* _Task item_
Each of the entries below should be written out exactly as it reads.

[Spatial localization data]
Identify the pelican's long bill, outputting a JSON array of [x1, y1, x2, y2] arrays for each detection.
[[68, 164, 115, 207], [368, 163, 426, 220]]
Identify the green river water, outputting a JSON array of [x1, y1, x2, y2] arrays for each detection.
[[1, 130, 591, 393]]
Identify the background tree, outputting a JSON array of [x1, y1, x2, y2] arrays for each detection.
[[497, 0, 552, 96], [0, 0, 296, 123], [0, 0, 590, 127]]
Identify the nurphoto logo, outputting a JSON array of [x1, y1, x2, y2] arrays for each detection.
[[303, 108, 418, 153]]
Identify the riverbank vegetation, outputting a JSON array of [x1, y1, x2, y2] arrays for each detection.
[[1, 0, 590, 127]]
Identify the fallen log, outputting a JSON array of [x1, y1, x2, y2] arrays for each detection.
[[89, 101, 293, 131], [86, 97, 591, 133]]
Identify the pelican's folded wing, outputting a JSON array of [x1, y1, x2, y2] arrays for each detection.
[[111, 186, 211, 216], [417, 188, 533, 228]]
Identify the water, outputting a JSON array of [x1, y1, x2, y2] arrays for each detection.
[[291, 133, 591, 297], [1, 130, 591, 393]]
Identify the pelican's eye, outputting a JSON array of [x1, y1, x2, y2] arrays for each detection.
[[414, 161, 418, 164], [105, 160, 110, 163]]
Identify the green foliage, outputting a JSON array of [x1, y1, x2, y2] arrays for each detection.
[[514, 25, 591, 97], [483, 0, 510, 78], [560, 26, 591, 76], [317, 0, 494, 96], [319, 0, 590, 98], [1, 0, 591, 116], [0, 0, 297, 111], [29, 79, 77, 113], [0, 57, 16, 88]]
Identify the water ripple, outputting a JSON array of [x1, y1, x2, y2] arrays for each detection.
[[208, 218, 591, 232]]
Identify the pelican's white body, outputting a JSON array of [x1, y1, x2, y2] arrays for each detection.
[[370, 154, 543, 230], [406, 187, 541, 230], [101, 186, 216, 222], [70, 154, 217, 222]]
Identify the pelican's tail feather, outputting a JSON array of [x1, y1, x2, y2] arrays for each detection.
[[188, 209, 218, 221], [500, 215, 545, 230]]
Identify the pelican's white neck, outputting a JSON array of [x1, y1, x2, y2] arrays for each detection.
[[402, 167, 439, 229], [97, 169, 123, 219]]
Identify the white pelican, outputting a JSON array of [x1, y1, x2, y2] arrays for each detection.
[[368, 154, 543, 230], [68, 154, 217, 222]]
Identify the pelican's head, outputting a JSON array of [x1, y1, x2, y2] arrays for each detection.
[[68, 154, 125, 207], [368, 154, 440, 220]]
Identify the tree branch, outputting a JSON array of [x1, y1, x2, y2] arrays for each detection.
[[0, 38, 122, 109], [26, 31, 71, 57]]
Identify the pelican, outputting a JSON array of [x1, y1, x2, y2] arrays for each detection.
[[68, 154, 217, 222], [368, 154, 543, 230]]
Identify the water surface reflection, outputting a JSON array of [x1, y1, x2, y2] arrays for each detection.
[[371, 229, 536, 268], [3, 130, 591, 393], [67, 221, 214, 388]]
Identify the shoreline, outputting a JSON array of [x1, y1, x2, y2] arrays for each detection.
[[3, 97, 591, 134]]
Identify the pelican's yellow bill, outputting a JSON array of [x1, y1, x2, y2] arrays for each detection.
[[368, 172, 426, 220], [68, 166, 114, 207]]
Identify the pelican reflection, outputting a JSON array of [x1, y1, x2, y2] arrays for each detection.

* _Answer to this exercise_
Identify the pelican's long bill, outputting a JSON array of [x1, y1, x2, y2] arrays for each detection.
[[68, 164, 115, 207], [368, 163, 426, 220]]
Identify the green river water, outputting a JSON array of [x1, y1, x2, y2] arrays for each detection.
[[1, 130, 591, 393]]
Identify the background tree, outputting a JSON array of [x1, y1, x2, y2] arrays for each detection.
[[497, 0, 552, 96], [0, 0, 296, 123], [0, 0, 590, 127]]
Identify the nurphoto logo, outputting a JSON array of [x1, y1, x2, y2] arrays for each detection.
[[303, 108, 418, 153]]
Identify the riverbank vegetation, outputting a JSON array of [x1, y1, x2, y2] arrays for each detection.
[[1, 0, 590, 127]]
Identify the fallen log, outputting a JSON array of [x1, y1, x2, y2] arrays for each detection.
[[89, 101, 293, 131], [86, 97, 591, 133]]
Identify the pelican's folded wing, outputting a JSON array of [x1, y1, x2, y2] arrays for each detection.
[[111, 186, 211, 216], [417, 188, 533, 228]]
Identify the water, outputting a JSON array of [x1, y1, x2, y2] arrays for each detection.
[[291, 133, 591, 297], [1, 130, 591, 393]]
Identify the pelican's eye, outputting a JSON array of [x1, y1, x2, y2] arrays for each detection.
[[414, 161, 418, 164], [105, 160, 110, 163]]
Identify the green foliage, outputting a JSON array of [x1, y1, x2, y2] arrays for each detection.
[[514, 25, 591, 97], [483, 0, 510, 78], [560, 26, 591, 76], [317, 0, 494, 96], [319, 0, 590, 98], [1, 0, 591, 116], [0, 0, 297, 111], [29, 79, 77, 113], [0, 57, 16, 88]]
Identify the water ripple, outputting a JSON array of [x1, y1, x2, y2] arrays for each detection.
[[208, 218, 591, 232]]
Identify the pelican's white body, outputting a JSON array of [x1, y1, x2, y2] arrays for each detection.
[[370, 154, 543, 230], [406, 187, 541, 230], [101, 186, 216, 222], [70, 154, 217, 222]]
Identify the pelican's tail feather, outputting a JSON array of [x1, y1, x2, y2] arrays for each detection.
[[188, 209, 218, 221], [500, 215, 545, 230]]
Identify the pelican's white neck, outputting a JSON array of [x1, y1, x2, y2] arrays for each detection.
[[402, 167, 439, 229], [97, 169, 123, 219]]
Identify the white pelican, outputting a JSON array of [x1, y1, x2, y2] arrays for each detection.
[[368, 154, 543, 230], [68, 154, 217, 222]]
Identify the pelican's head, outputting a JSON array of [x1, y1, x2, y2] arrays for each detection.
[[68, 154, 125, 207], [368, 154, 440, 220]]
Identify the tree branch, outputting a JSON array of [x1, y1, x2, y2] arrays for each detection.
[[0, 38, 122, 109], [26, 31, 71, 57]]
Identify the pelican, outputting a JSON array of [x1, y1, x2, y2] arrays for each detection.
[[68, 154, 217, 222], [368, 154, 543, 230]]
Identify the water surface reflection, outputting a JSON array of [x1, y1, x2, y2] arrays for each detection.
[[371, 229, 536, 268], [3, 130, 591, 393], [67, 221, 214, 388]]
Identify the shoreline, outputting a JSON array of [x1, y1, x2, y2] arrays for each detection.
[[3, 97, 591, 134]]
Identify the pelican's yellow bill, outputting a JSON array of [x1, y1, x2, y2] arrays for each detection.
[[368, 172, 426, 220], [68, 166, 114, 207]]
Identify the pelican reflection, outputting a JSON array of [x1, y1, x2, y2] arrays for each detection.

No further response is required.